[DATASET CONTENT]
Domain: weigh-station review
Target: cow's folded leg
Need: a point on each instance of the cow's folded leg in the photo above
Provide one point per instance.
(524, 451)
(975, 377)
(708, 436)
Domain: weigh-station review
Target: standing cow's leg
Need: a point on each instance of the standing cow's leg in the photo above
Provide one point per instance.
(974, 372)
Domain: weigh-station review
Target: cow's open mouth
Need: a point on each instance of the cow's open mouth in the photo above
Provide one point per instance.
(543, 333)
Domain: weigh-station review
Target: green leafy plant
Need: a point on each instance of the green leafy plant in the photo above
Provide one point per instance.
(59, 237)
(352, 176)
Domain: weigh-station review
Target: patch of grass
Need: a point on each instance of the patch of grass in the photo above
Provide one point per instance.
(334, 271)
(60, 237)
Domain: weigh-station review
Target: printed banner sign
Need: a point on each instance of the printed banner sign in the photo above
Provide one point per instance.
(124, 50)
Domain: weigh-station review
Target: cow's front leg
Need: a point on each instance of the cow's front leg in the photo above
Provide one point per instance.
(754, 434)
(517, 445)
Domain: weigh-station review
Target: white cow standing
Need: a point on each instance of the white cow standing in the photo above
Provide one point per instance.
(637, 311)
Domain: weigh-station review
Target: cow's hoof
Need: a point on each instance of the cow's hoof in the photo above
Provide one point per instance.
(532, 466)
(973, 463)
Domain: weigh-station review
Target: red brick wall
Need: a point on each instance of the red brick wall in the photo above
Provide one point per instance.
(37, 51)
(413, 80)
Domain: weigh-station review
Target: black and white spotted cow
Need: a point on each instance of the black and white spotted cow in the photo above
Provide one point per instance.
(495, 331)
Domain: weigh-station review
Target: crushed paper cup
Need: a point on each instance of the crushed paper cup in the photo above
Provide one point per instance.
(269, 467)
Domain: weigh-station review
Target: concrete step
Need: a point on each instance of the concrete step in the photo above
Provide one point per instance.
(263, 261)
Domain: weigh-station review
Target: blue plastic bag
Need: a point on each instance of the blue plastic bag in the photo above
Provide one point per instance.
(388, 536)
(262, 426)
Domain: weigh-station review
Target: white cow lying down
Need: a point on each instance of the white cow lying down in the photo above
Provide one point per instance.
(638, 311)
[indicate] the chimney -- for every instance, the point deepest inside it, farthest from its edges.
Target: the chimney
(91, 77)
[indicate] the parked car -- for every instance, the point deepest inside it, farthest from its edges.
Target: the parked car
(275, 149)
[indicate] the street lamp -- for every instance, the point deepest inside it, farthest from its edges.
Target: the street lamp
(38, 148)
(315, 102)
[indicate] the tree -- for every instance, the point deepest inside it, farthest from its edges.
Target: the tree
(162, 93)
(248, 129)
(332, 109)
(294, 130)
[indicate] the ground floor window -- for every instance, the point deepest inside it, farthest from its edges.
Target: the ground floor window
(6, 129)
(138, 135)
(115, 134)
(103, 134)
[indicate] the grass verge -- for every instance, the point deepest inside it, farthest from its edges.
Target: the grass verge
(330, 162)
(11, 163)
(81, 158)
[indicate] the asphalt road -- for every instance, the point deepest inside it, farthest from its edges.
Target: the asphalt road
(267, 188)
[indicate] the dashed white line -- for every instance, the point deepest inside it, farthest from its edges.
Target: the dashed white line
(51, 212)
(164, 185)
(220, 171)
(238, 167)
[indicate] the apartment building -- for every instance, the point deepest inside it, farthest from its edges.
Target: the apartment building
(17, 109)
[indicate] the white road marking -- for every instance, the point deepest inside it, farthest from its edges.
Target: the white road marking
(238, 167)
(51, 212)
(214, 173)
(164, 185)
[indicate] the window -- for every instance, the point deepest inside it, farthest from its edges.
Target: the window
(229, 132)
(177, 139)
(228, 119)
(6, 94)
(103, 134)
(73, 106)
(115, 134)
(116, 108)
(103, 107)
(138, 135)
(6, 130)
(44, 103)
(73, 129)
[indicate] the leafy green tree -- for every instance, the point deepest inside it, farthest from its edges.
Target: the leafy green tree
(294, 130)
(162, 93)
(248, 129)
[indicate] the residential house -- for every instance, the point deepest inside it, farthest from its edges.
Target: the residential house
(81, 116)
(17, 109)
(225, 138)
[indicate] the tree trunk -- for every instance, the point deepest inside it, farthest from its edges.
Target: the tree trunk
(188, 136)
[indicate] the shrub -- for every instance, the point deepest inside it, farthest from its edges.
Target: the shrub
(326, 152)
[/DATASET CONTENT]
In the entries above, tally the lines that include the string "brick". Give the figure only.

- EXERCISE RESULT
2